_WRITTEN TASK_
Pull out each line in the material below that contains the string "peninsula". Case counts.

_ENTRIES SUPPLIED_
***

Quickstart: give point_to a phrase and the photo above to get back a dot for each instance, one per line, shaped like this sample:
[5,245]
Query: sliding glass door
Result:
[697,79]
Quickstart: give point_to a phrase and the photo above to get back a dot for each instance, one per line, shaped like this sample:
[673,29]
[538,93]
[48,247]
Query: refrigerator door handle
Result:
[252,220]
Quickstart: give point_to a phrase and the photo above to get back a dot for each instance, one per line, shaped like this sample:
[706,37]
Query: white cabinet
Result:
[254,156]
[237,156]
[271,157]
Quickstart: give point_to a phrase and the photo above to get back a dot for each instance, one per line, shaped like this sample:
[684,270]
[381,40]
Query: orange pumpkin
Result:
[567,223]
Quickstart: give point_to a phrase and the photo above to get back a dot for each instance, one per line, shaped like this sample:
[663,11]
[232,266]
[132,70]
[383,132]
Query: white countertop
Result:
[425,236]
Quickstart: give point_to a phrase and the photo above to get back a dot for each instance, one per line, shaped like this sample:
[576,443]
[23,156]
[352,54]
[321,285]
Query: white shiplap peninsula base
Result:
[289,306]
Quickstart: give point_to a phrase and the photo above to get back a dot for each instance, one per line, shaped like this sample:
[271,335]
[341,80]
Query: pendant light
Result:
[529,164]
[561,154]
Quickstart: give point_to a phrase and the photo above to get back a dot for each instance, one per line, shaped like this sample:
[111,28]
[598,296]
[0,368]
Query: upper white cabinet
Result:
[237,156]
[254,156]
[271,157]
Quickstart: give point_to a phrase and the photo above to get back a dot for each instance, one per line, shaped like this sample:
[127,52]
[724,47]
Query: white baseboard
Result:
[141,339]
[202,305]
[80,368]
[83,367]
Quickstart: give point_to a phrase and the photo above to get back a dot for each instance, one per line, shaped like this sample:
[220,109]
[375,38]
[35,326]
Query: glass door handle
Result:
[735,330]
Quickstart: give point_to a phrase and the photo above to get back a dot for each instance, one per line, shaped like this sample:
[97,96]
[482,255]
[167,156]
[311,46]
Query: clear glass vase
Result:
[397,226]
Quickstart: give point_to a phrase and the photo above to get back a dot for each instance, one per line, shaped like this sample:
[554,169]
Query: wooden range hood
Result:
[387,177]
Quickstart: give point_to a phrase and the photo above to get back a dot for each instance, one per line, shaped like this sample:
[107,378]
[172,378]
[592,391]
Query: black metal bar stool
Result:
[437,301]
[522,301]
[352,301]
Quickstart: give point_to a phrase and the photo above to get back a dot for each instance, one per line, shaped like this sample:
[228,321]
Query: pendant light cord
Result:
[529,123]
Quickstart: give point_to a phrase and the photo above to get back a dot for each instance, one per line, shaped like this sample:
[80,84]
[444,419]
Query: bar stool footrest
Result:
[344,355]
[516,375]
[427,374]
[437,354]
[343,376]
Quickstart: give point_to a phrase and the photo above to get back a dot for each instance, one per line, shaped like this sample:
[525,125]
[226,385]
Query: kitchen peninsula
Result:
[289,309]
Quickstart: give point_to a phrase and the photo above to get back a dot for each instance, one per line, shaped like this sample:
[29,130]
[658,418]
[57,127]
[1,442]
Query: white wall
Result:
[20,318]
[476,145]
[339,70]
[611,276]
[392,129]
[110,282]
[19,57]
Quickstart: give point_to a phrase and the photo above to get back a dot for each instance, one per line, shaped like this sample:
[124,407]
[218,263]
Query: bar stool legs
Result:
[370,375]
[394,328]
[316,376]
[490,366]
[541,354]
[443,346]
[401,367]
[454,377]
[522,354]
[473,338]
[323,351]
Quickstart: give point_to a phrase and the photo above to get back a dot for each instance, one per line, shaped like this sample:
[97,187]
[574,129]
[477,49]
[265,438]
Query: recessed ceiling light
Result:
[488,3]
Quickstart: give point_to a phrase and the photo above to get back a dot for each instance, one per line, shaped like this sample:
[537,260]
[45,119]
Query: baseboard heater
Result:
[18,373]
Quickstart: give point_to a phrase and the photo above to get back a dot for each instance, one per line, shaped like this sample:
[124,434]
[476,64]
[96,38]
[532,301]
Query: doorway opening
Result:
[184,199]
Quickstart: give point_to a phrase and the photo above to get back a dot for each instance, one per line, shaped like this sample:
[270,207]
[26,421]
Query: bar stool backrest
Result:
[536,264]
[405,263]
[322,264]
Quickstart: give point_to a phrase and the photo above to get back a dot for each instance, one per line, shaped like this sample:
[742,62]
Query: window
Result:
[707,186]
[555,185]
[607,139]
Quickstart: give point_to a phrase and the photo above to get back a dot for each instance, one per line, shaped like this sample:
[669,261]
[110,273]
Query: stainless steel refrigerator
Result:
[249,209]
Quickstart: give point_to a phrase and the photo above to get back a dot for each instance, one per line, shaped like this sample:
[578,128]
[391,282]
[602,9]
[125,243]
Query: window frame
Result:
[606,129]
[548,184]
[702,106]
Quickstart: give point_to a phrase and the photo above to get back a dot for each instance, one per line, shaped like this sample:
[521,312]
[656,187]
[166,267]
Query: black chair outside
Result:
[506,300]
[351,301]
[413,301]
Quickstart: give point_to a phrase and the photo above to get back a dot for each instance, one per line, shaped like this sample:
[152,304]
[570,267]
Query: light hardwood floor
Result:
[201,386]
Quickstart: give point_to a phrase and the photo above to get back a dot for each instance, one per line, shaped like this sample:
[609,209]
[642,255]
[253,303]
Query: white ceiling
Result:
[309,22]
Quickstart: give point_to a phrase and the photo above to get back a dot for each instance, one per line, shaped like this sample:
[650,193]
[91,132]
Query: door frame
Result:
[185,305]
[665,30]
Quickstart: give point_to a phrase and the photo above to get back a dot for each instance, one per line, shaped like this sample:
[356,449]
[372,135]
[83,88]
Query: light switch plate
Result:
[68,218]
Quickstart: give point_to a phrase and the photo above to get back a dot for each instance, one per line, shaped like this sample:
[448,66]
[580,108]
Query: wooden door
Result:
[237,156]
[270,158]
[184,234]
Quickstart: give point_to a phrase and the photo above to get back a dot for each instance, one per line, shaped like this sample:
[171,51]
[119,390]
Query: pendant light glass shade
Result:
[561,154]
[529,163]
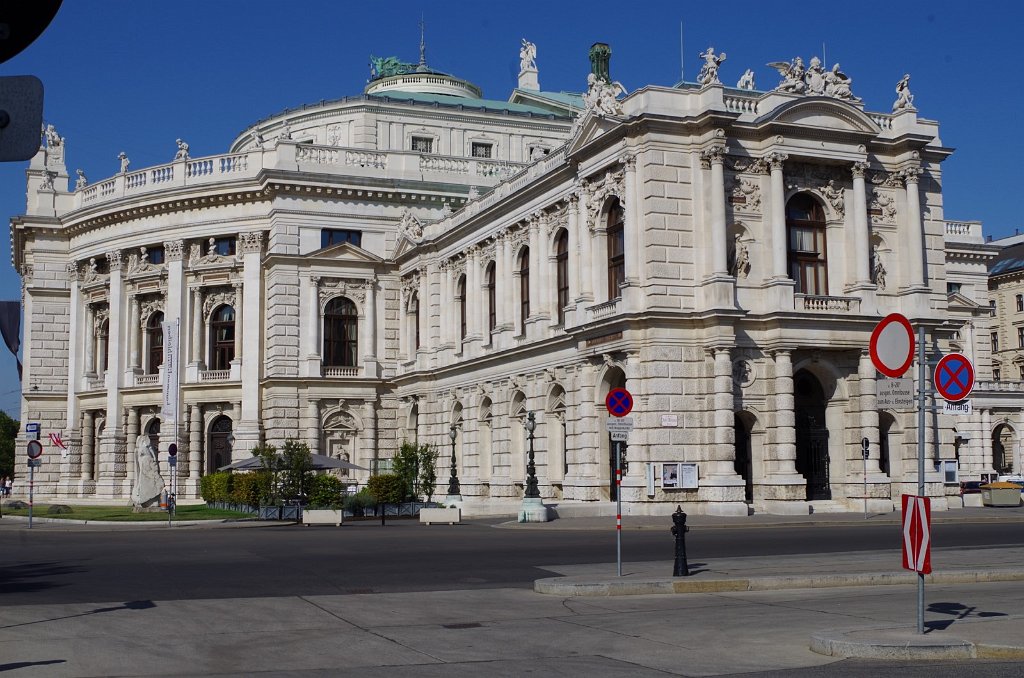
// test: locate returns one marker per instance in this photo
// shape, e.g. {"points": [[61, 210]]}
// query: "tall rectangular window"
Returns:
{"points": [[331, 237], [423, 144]]}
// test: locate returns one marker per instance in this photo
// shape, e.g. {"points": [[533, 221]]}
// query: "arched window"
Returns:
{"points": [[562, 272], [492, 298], [805, 222], [155, 336], [616, 249], [523, 288], [341, 325], [460, 294], [222, 338], [414, 302]]}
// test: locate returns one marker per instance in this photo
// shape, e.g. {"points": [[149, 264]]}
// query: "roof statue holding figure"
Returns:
{"points": [[709, 72], [813, 80], [904, 99]]}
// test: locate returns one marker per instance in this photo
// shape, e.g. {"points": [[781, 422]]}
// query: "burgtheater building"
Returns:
{"points": [[419, 260]]}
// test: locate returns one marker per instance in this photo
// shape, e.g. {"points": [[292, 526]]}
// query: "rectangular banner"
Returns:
{"points": [[170, 407]]}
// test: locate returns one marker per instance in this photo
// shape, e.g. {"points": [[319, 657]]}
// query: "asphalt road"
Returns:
{"points": [[76, 565]]}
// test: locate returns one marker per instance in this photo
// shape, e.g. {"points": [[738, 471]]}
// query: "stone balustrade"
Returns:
{"points": [[818, 303]]}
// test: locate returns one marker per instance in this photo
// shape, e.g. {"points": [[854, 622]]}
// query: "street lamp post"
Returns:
{"points": [[532, 509], [455, 492]]}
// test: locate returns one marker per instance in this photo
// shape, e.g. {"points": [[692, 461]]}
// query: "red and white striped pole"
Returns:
{"points": [[619, 508]]}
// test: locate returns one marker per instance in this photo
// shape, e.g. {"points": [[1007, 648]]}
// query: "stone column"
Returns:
{"points": [[424, 309], [868, 409], [725, 440], [719, 264], [312, 326], [250, 246], [574, 254], [239, 325], [914, 227], [195, 440], [90, 340], [535, 265], [88, 445], [197, 326], [586, 239], [312, 417], [862, 256], [506, 316], [785, 417], [133, 433], [450, 335], [370, 353], [777, 217], [133, 333], [545, 288], [75, 330], [632, 224]]}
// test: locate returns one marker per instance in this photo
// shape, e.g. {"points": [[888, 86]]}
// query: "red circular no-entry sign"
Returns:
{"points": [[619, 401], [953, 377], [892, 345]]}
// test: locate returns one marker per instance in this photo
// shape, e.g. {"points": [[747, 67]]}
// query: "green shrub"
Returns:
{"points": [[387, 488], [216, 486], [325, 491], [251, 489]]}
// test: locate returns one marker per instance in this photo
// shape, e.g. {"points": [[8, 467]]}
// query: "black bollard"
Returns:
{"points": [[679, 531]]}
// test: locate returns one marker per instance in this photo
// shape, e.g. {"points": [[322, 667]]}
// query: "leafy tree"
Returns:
{"points": [[8, 431], [297, 465], [428, 469], [387, 488], [406, 464]]}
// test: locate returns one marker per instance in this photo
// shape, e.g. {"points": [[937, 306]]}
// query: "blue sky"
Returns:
{"points": [[132, 76]]}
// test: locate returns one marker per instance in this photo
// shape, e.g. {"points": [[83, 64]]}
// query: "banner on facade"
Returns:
{"points": [[170, 408]]}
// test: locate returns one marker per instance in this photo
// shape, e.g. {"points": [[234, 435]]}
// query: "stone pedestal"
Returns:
{"points": [[534, 510]]}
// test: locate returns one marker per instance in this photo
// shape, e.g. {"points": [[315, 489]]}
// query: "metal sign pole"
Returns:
{"points": [[32, 482], [619, 507], [921, 462]]}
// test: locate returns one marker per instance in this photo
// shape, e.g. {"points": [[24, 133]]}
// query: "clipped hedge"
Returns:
{"points": [[251, 489], [326, 491], [216, 486], [387, 488]]}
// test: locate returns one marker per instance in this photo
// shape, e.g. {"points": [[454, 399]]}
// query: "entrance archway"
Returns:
{"points": [[812, 435], [743, 459], [220, 445]]}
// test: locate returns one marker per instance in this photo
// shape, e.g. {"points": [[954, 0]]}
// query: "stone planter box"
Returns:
{"points": [[322, 517], [449, 515]]}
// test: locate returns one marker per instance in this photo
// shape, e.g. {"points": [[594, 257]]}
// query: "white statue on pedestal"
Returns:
{"points": [[148, 482]]}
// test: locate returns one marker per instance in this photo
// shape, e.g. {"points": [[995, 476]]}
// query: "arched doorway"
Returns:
{"points": [[1003, 446], [743, 460], [220, 445], [812, 435], [886, 424], [153, 430]]}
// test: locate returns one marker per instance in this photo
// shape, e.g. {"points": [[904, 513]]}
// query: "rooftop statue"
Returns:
{"points": [[383, 67], [813, 80], [904, 99], [709, 72], [527, 55], [747, 80]]}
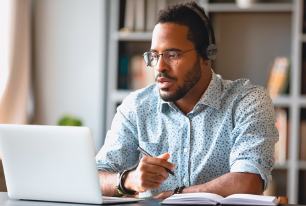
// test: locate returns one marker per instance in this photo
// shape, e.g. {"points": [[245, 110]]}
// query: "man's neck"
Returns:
{"points": [[188, 102]]}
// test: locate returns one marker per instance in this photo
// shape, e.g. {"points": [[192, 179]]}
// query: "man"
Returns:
{"points": [[217, 136]]}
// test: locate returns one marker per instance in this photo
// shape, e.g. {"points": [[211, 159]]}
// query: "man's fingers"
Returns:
{"points": [[154, 169], [165, 156], [158, 162], [150, 177]]}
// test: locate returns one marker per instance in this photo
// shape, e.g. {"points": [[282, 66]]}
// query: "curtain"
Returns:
{"points": [[15, 62]]}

***

_COMPLETED TASK_
Query: white shiplap peninsula base
Query: kitchen peninsula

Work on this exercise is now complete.